- **Goal of the exercise**
All of the records should be reproduced word for word, but no images may appear in the copy.

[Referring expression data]
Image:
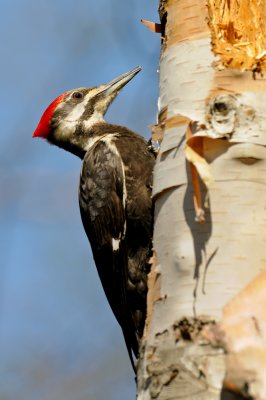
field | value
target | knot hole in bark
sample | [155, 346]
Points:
[222, 114]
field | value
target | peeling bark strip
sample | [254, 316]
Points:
[202, 268]
[238, 29]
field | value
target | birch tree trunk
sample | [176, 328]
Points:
[205, 335]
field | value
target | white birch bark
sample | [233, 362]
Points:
[206, 327]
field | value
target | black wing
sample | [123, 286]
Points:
[102, 206]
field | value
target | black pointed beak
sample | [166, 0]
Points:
[116, 84]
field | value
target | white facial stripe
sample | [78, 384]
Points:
[79, 109]
[95, 118]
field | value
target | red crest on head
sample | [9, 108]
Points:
[43, 127]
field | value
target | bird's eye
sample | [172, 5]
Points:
[77, 95]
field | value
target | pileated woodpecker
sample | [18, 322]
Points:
[114, 196]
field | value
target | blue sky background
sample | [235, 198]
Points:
[58, 337]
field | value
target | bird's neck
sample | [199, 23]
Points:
[83, 138]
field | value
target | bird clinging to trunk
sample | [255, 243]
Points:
[114, 195]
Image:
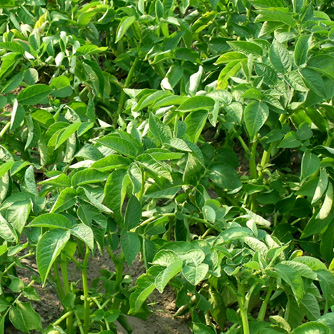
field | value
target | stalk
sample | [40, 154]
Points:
[126, 85]
[67, 289]
[264, 305]
[243, 308]
[4, 129]
[85, 291]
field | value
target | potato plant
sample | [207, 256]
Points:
[197, 135]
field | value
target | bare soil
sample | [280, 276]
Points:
[161, 321]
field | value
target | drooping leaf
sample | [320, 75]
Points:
[48, 249]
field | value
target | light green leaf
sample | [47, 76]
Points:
[133, 213]
[310, 164]
[292, 278]
[197, 103]
[88, 176]
[61, 86]
[119, 144]
[130, 244]
[51, 220]
[195, 274]
[195, 122]
[255, 115]
[279, 57]
[301, 50]
[84, 233]
[312, 328]
[326, 207]
[48, 248]
[17, 116]
[160, 131]
[124, 25]
[66, 133]
[65, 200]
[24, 317]
[230, 70]
[34, 94]
[166, 275]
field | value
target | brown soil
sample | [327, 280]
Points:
[161, 321]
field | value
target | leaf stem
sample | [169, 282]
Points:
[126, 85]
[66, 284]
[85, 291]
[264, 305]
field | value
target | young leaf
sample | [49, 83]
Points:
[195, 274]
[34, 94]
[255, 115]
[167, 274]
[279, 57]
[301, 50]
[310, 164]
[130, 244]
[160, 131]
[124, 25]
[133, 213]
[48, 248]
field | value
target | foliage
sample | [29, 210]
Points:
[123, 126]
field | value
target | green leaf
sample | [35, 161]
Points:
[224, 176]
[133, 213]
[311, 306]
[230, 56]
[9, 62]
[327, 204]
[88, 176]
[197, 103]
[160, 131]
[326, 280]
[312, 328]
[279, 57]
[246, 48]
[17, 116]
[114, 192]
[34, 94]
[24, 317]
[48, 248]
[195, 274]
[89, 49]
[60, 180]
[66, 133]
[7, 232]
[51, 220]
[120, 145]
[84, 233]
[301, 50]
[310, 164]
[130, 244]
[292, 278]
[65, 200]
[61, 86]
[167, 274]
[124, 25]
[230, 70]
[195, 122]
[255, 115]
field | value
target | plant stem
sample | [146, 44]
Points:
[57, 280]
[63, 317]
[4, 129]
[85, 291]
[126, 85]
[264, 305]
[67, 289]
[243, 308]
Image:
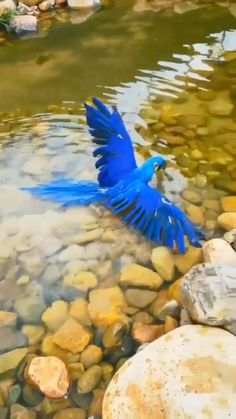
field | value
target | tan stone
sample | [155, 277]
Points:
[49, 374]
[34, 333]
[83, 280]
[227, 220]
[106, 305]
[192, 257]
[228, 203]
[138, 276]
[72, 336]
[162, 260]
[145, 333]
[7, 318]
[54, 316]
[78, 309]
[218, 251]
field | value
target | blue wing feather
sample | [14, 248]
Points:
[153, 214]
[116, 156]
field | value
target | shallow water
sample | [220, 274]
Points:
[172, 75]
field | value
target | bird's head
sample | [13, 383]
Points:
[152, 165]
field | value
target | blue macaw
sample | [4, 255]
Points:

- **Solution to the problem**
Image:
field | value
target | knot hole in bark
sample | [155, 346]
Points:
[222, 114]
field | value
target | peeling bark strip
sample | [254, 316]
Points:
[202, 268]
[238, 29]
field | value
target | birch tree trunk
sample | [176, 328]
Points:
[205, 335]
field | value
target | white birch bark
sample | [233, 362]
Points:
[206, 327]
field | value
target | black wing
sample | [123, 286]
Points:
[102, 206]
field | value
target | black pointed beak
sample | [166, 0]
Points:
[116, 84]
field | value
target | white facial stripe
sample | [78, 384]
Points:
[79, 109]
[95, 118]
field | value
target | red crest on head
sample | [9, 108]
Points:
[43, 127]
field | value
target | bird's eye
sample | [172, 5]
Points:
[77, 95]
field | value
target | pileated woodpecker
sample | [18, 322]
Points:
[114, 196]
field | value
target | blue sky background
sample | [235, 198]
Points:
[58, 337]
field | value
target | bird's neck
sample | [199, 23]
Points:
[83, 138]
field | value
target | bird clinging to trunk
sample | [255, 243]
Points:
[114, 195]
Image:
field | value
target | stalk
sample | [40, 154]
Points:
[126, 85]
[67, 289]
[264, 305]
[243, 308]
[4, 129]
[85, 291]
field | value
target | potato plant
sample | [207, 256]
Points:
[197, 135]
field | value
target | bare soil
sample | [280, 276]
Points:
[161, 321]
field | value
target | drooping leaf
sample | [320, 75]
Points:
[48, 249]
field | value
target | light green leaf
sample | [47, 76]
Points:
[133, 213]
[310, 164]
[292, 278]
[197, 103]
[88, 176]
[61, 86]
[119, 144]
[130, 244]
[51, 220]
[195, 274]
[195, 122]
[255, 115]
[279, 57]
[301, 50]
[84, 233]
[312, 328]
[326, 207]
[48, 248]
[17, 116]
[160, 131]
[124, 25]
[66, 133]
[65, 200]
[24, 317]
[230, 70]
[34, 94]
[166, 275]
field | value
target | brown soil
sample | [327, 280]
Points:
[161, 321]
field | value
target | leaf stem
sample | [169, 282]
Points:
[126, 85]
[66, 284]
[85, 291]
[264, 305]
field | value
target | young leaf
sample | [49, 83]
Points:
[195, 274]
[34, 94]
[255, 115]
[167, 274]
[279, 57]
[301, 50]
[310, 164]
[130, 244]
[160, 131]
[124, 25]
[133, 213]
[48, 248]
field | value
target | foliage
sample | [29, 210]
Points:
[123, 126]
field | value
target | green leaf
sample | [35, 161]
Points:
[224, 176]
[133, 213]
[311, 306]
[230, 56]
[9, 62]
[327, 204]
[88, 176]
[197, 103]
[160, 131]
[326, 280]
[312, 328]
[279, 57]
[246, 48]
[17, 116]
[114, 192]
[34, 94]
[24, 317]
[48, 248]
[195, 274]
[89, 49]
[60, 180]
[66, 133]
[7, 232]
[51, 220]
[120, 145]
[84, 233]
[301, 50]
[310, 164]
[130, 244]
[292, 278]
[65, 200]
[61, 86]
[167, 274]
[124, 25]
[230, 70]
[195, 122]
[255, 115]
field | value
target | plant stem
sample | [146, 44]
Points:
[57, 280]
[63, 317]
[4, 129]
[85, 291]
[126, 85]
[264, 305]
[67, 289]
[243, 308]
Image:
field | value
target | tan stone
sample | [155, 277]
Points:
[49, 374]
[34, 333]
[83, 280]
[227, 220]
[106, 305]
[192, 257]
[228, 203]
[138, 276]
[72, 336]
[162, 260]
[145, 333]
[7, 318]
[54, 316]
[78, 309]
[218, 251]
field | value
target | blue wing feather
sample | [14, 248]
Points:
[153, 214]
[116, 156]
field | value
target | shallow water
sample | [220, 274]
Points:
[172, 75]
field | value
target | bird's head
sample | [13, 383]
Points:
[152, 165]
field | value
target | blue macaw
sample | [4, 255]
Points:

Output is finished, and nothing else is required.